### Data to use

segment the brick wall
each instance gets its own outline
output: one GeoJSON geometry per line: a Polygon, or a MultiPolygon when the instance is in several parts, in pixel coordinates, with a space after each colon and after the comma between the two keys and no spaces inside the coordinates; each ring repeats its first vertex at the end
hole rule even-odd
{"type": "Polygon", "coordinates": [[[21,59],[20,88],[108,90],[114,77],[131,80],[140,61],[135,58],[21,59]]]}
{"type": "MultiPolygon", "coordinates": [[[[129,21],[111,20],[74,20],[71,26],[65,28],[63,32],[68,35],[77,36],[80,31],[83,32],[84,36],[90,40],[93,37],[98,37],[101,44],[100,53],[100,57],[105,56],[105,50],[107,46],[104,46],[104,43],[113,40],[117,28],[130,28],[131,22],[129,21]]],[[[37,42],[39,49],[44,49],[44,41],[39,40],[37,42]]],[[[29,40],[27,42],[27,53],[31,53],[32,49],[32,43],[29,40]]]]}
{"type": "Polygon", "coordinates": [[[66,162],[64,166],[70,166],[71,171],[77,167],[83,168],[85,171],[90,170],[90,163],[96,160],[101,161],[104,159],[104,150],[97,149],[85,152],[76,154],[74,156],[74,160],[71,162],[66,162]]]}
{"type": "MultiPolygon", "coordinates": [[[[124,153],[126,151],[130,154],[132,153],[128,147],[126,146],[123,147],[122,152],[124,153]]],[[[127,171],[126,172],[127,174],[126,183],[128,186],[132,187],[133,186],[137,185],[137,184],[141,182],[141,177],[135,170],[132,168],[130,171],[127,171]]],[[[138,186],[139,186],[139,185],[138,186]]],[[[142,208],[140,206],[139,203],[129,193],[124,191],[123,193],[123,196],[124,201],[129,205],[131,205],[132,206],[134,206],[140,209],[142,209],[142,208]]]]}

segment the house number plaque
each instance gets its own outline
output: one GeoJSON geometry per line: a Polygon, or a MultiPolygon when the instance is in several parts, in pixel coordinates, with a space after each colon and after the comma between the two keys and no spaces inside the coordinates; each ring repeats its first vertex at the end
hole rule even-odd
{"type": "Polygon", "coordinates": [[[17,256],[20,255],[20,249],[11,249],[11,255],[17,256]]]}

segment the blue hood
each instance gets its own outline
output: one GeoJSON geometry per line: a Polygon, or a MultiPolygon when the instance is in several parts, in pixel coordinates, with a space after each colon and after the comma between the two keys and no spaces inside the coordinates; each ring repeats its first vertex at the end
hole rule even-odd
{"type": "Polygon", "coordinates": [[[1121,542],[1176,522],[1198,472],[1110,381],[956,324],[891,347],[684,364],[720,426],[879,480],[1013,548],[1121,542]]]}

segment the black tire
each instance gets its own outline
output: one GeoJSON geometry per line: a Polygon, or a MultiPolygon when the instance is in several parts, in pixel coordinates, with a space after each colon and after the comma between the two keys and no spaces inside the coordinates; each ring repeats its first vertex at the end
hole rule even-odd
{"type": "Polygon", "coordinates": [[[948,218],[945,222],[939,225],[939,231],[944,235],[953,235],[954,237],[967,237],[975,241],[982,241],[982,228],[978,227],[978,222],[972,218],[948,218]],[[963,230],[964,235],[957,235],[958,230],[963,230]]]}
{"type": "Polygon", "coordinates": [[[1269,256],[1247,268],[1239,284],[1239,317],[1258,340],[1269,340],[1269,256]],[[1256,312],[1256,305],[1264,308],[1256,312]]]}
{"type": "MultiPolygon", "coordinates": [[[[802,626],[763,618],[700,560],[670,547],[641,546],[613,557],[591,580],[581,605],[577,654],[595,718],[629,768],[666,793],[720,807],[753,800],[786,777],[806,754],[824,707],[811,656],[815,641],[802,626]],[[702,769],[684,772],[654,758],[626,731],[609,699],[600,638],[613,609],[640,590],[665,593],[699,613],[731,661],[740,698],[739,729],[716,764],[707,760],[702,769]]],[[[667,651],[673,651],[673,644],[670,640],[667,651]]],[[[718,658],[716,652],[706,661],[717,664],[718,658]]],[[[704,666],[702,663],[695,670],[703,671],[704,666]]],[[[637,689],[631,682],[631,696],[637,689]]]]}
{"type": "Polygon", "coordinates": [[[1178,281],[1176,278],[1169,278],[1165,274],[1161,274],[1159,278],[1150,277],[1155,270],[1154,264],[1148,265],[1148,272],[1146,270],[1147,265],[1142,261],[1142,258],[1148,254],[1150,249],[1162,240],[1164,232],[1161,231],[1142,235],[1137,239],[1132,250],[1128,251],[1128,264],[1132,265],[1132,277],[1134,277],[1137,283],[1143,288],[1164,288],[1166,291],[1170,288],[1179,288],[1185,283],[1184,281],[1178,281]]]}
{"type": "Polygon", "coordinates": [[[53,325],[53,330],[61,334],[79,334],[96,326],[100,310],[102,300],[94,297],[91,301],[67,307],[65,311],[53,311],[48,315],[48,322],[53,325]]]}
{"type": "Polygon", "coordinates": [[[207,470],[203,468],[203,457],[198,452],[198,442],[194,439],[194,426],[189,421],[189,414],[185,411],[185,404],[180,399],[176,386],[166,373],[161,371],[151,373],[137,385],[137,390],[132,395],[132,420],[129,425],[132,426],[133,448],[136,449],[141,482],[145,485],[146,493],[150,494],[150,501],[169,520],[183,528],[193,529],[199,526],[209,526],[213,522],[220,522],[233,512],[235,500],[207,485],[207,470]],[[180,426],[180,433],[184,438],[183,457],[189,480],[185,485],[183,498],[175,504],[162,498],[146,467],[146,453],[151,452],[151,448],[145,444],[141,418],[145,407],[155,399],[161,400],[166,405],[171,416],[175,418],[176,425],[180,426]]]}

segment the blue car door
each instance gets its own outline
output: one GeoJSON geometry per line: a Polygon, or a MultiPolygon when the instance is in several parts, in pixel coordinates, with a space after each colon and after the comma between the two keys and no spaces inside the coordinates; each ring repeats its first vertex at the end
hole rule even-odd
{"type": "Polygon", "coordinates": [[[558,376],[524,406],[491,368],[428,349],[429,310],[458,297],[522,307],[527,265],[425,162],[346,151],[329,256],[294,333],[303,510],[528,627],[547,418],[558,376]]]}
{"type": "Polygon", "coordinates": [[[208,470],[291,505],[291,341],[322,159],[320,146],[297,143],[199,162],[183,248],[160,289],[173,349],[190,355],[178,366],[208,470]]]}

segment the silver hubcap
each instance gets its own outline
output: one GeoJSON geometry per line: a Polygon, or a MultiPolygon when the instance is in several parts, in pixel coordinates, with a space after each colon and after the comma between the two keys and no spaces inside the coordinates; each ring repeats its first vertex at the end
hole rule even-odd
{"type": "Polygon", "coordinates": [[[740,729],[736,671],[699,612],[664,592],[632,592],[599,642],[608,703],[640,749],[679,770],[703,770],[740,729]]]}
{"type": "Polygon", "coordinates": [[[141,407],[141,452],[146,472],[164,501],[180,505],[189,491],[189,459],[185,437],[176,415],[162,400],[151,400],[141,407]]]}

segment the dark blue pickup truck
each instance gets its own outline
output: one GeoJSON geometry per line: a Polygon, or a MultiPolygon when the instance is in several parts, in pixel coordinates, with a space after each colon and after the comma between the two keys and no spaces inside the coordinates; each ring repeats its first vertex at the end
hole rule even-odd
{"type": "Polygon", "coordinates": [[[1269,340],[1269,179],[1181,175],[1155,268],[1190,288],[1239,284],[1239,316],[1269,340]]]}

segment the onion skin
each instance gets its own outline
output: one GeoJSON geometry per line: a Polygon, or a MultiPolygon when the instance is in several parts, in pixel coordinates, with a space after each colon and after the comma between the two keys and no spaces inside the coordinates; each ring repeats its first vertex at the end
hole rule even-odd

######

Written task
Rename "hole rule" to "fill rule" everywhere it occurs in the records above, and give all the lines again with nothing else changed.

Reply
segment the brick wall
each instance gets its own outline
output: one GeoJSON geometry per line: a Polygon, or a MultiPolygon when the instance is in several parts, in pixel coordinates, with a space after each colon and after the comma between the two keys and no spaces inside the coordinates; each ring repeats its first vertex at the end
fill rule even-odd
{"type": "Polygon", "coordinates": [[[21,59],[20,88],[108,90],[114,77],[131,80],[140,61],[135,58],[21,59]]]}
{"type": "MultiPolygon", "coordinates": [[[[129,21],[111,20],[74,20],[71,26],[65,28],[63,32],[68,35],[77,36],[80,31],[83,32],[84,36],[90,40],[93,37],[98,37],[101,44],[100,53],[100,57],[105,56],[105,50],[107,46],[104,46],[104,43],[113,40],[117,28],[130,28],[131,22],[129,21]]],[[[37,42],[39,49],[44,49],[44,41],[39,40],[37,42]]],[[[29,40],[27,42],[27,53],[31,53],[32,49],[32,43],[29,40]]]]}
{"type": "Polygon", "coordinates": [[[66,162],[64,166],[70,166],[71,171],[77,167],[83,168],[85,171],[90,170],[90,163],[96,160],[101,161],[104,159],[104,150],[97,149],[85,152],[76,154],[74,156],[74,160],[71,162],[66,162]]]}
{"type": "MultiPolygon", "coordinates": [[[[124,153],[126,151],[130,154],[132,153],[128,147],[126,146],[123,147],[122,152],[124,153]]],[[[127,171],[126,172],[127,174],[126,183],[128,186],[132,187],[133,186],[137,185],[137,184],[141,182],[141,177],[135,170],[132,168],[130,171],[127,171]]],[[[138,186],[139,186],[139,185],[138,186]]],[[[142,208],[140,206],[139,203],[129,193],[124,191],[123,193],[123,196],[124,201],[129,205],[131,205],[132,206],[134,206],[140,209],[142,209],[142,208]]]]}

segment the house number plaque
each instance gets its own outline
output: one GeoJSON geometry per line: a Polygon, or a MultiPolygon when the instance is in several parts, in pixel coordinates, with a space after each colon and after the comma between the two keys and no spaces inside the coordinates; each ring repeats its first vertex at the end
fill rule even-odd
{"type": "Polygon", "coordinates": [[[17,256],[20,255],[20,249],[11,249],[11,255],[17,256]]]}

segment the blue hood
each instance gets its own outline
output: one GeoJSON geometry per line: a Polygon, or a MultiPolygon when the instance is in several parts, in pixel coordinates, with a space after each colon and after the comma between the two keys and no spaces inside the coordinates; each ring repeats its first vertex at the end
fill rule even-odd
{"type": "Polygon", "coordinates": [[[1121,542],[1176,522],[1198,472],[1110,381],[956,324],[891,347],[684,364],[720,426],[879,480],[1013,548],[1121,542]]]}

segment the black tire
each instance gets its own outline
output: one GeoJSON geometry per line: a Polygon, or a MultiPolygon when the instance is in several parts, in pixel coordinates, with a space after each colon and after the comma between the two keys and no spaces inside the coordinates; each ring repeats its first vertex at the end
fill rule even-odd
{"type": "Polygon", "coordinates": [[[948,218],[945,222],[939,225],[939,231],[944,235],[953,235],[954,237],[967,237],[975,241],[982,241],[982,228],[978,227],[978,222],[972,218],[948,218]],[[963,230],[964,235],[957,235],[958,230],[963,230]]]}
{"type": "Polygon", "coordinates": [[[1269,256],[1247,268],[1239,284],[1239,317],[1258,340],[1269,340],[1269,256]],[[1256,312],[1256,305],[1264,308],[1256,312]]]}
{"type": "MultiPolygon", "coordinates": [[[[802,626],[763,618],[700,560],[670,547],[641,546],[613,557],[591,580],[581,605],[577,654],[595,718],[629,768],[666,793],[720,807],[753,800],[786,777],[806,754],[824,707],[811,656],[815,641],[802,626]],[[702,769],[684,772],[654,758],[626,731],[609,699],[600,638],[613,609],[640,590],[665,593],[699,613],[731,661],[740,698],[739,729],[716,764],[707,760],[702,769]]],[[[667,651],[673,651],[673,644],[670,640],[667,651]]],[[[718,658],[716,652],[706,661],[717,664],[718,658]]],[[[704,666],[702,663],[695,670],[703,671],[704,666]]],[[[637,689],[631,682],[631,696],[637,689]]]]}
{"type": "Polygon", "coordinates": [[[1178,281],[1176,278],[1169,278],[1165,274],[1161,274],[1159,278],[1150,277],[1155,270],[1154,264],[1148,265],[1148,272],[1146,270],[1147,265],[1142,261],[1142,258],[1148,254],[1150,249],[1162,240],[1164,232],[1161,231],[1142,235],[1137,239],[1132,250],[1128,251],[1128,264],[1132,265],[1132,277],[1134,277],[1137,283],[1143,288],[1164,288],[1166,291],[1170,288],[1179,288],[1185,283],[1184,281],[1178,281]]]}
{"type": "Polygon", "coordinates": [[[53,325],[53,330],[61,334],[79,334],[96,326],[100,310],[102,300],[94,297],[91,301],[67,307],[65,311],[53,311],[48,315],[48,322],[53,325]]]}
{"type": "Polygon", "coordinates": [[[207,470],[203,468],[203,457],[198,452],[198,442],[194,439],[194,426],[189,421],[189,414],[185,411],[185,404],[180,399],[176,386],[166,373],[161,371],[151,373],[137,385],[137,390],[132,395],[132,420],[129,425],[132,426],[133,448],[136,449],[141,482],[145,485],[146,493],[150,494],[150,501],[169,520],[183,528],[193,529],[199,526],[209,526],[213,522],[220,522],[233,512],[235,500],[207,485],[207,470]],[[180,426],[180,433],[184,438],[183,457],[189,480],[185,485],[183,498],[175,504],[162,498],[146,467],[146,453],[151,452],[151,448],[145,444],[141,418],[145,407],[155,399],[161,400],[166,405],[171,416],[175,418],[176,425],[180,426]]]}

segment the blue car door
each instance gets its own outline
output: one GeoJSON geometry per line: a Polygon, or a MultiPolygon when the instance is in several parts, in pixel coordinates, with a space after each colon and after the comma between the two keys and no spaces inside the coordinates; each ring repeats its first vertex at the end
fill rule even-odd
{"type": "Polygon", "coordinates": [[[558,376],[524,406],[491,368],[428,349],[429,310],[458,297],[522,307],[527,265],[425,162],[346,151],[329,256],[294,333],[303,510],[528,627],[547,418],[558,376]]]}
{"type": "Polygon", "coordinates": [[[208,470],[291,505],[291,341],[322,159],[320,146],[297,143],[199,162],[183,248],[160,289],[173,349],[190,355],[178,366],[208,470]]]}

segment the silver hubcap
each instance gets its own outline
output: one GeoJSON geometry per line: a Polygon, or a MultiPolygon when the instance is in several parts, in pixel coordinates, with a space after each colon and after the comma between the two keys and no spaces inside the coordinates; each ring repeats its first vertex at the end
fill rule even-odd
{"type": "Polygon", "coordinates": [[[740,729],[736,671],[699,612],[664,592],[632,592],[599,642],[608,703],[640,749],[679,770],[703,770],[740,729]]]}
{"type": "Polygon", "coordinates": [[[141,407],[141,452],[146,472],[164,501],[180,505],[189,491],[189,459],[185,437],[176,415],[162,400],[151,400],[141,407]]]}

segment the dark blue pickup truck
each instance gets its own outline
output: one GeoJSON geometry per line: a Polygon, or a MultiPolygon when the instance is in several parts, in pixel coordinates, with a space after each colon and after the comma between the two keys and no spaces inside the coordinates; each ring repeats its first vertex at the end
fill rule even-odd
{"type": "Polygon", "coordinates": [[[1269,340],[1269,179],[1181,175],[1155,268],[1190,288],[1239,284],[1239,316],[1269,340]]]}

segment the onion skin
each instance gets its own outline
output: one GeoJSON geometry per line: a Polygon, or a MultiPolygon when the instance is in several parts, in pixel coordinates, with a space after each colon and after the comma between the two keys and no spaces inside the coordinates; each ring repeats its first vertex at the end
fill rule even-odd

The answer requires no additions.